What you should do -
The response should consist of every line below, unchanged.

Given entries -
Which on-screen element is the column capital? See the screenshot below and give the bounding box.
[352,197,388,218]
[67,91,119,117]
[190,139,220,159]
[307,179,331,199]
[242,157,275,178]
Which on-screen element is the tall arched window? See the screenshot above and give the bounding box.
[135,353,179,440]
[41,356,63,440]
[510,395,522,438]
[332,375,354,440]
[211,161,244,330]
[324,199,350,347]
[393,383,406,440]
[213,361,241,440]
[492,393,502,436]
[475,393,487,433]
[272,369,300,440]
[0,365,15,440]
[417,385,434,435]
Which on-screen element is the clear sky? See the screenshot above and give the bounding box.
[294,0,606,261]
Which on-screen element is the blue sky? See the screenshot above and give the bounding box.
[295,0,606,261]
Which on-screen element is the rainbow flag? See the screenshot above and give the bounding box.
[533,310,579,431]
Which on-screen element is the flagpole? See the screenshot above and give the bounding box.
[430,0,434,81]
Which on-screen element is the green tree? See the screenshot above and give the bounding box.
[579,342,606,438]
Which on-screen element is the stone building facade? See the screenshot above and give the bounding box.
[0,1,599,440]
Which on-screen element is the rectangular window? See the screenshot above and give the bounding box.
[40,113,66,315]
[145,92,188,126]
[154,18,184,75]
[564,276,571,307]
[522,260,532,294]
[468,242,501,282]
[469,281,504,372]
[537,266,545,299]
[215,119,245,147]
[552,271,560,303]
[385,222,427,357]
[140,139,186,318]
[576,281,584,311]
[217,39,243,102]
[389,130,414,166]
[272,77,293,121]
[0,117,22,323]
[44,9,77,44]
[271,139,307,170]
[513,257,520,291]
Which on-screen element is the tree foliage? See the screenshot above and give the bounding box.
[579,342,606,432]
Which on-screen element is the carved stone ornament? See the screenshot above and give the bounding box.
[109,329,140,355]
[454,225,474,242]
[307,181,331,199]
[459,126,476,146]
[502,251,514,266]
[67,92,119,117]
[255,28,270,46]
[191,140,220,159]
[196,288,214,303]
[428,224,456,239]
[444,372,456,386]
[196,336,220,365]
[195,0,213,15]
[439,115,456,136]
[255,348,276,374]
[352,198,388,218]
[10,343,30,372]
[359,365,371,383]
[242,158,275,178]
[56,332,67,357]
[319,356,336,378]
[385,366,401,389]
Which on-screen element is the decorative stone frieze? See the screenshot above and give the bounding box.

Task result -
Which on-screen element is the column capital? See the screenshot below and give the bounding box.
[352,197,388,218]
[67,91,119,117]
[190,139,220,159]
[307,179,331,199]
[242,157,275,178]
Which on-screen element is the tall arched window? See the screenshot above and give the bounding box.
[135,353,179,440]
[41,356,63,440]
[510,395,522,438]
[332,375,354,440]
[211,161,244,330]
[324,199,350,347]
[393,383,406,440]
[213,361,241,440]
[492,393,502,436]
[475,393,487,433]
[272,369,300,440]
[0,365,15,440]
[417,385,434,435]
Which on-screen element is the clear sky? See the screenshot above and give the bounding box.
[294,0,606,261]
Which on-screen element is the blue sky? See the screenshot above and give the bounding box.
[295,0,606,261]
Which on-screen element is the rainbow flag? See the screenshot above and give the bounding box.
[533,310,579,431]
Which on-screen element is the flagpole? See the screenshot above and give the bounding box.
[430,0,434,81]
Which on-screen element is the green tree? See the screenshot above and give the bounding box.
[579,342,606,438]
Which on-screen element is the stone building facade? See the screenshot above and give the bounding box.
[0,1,599,440]
Which on-screen element is the rectangular window? See the screenshot above and give the bounding box.
[40,113,66,315]
[145,92,188,126]
[154,18,184,75]
[564,276,571,307]
[522,260,532,294]
[468,242,501,282]
[469,281,504,372]
[537,266,545,299]
[215,119,245,147]
[552,271,560,303]
[385,222,427,357]
[140,139,186,318]
[576,281,584,311]
[217,39,243,102]
[389,130,414,166]
[272,77,293,121]
[0,117,22,323]
[44,9,77,44]
[271,139,307,170]
[513,257,520,291]
Which on-screen element is the tree foliage? See the screenshot above and give the bounding box.
[579,342,606,432]
Which on-screen element is the carved stone ornament? See the screenshot above and give the bounding box.
[109,329,140,355]
[454,225,474,242]
[307,181,331,199]
[459,126,476,146]
[502,251,514,266]
[67,92,119,117]
[255,28,270,46]
[191,140,220,159]
[196,288,214,303]
[428,224,456,239]
[444,372,456,386]
[196,336,220,365]
[195,0,213,15]
[439,115,456,136]
[255,348,276,374]
[352,198,388,218]
[10,343,30,372]
[359,365,371,383]
[242,158,275,178]
[56,332,67,357]
[319,356,336,378]
[385,366,401,389]
Which on-screen element is the decorative stone frieze? See the screenshot above and give the bounding box.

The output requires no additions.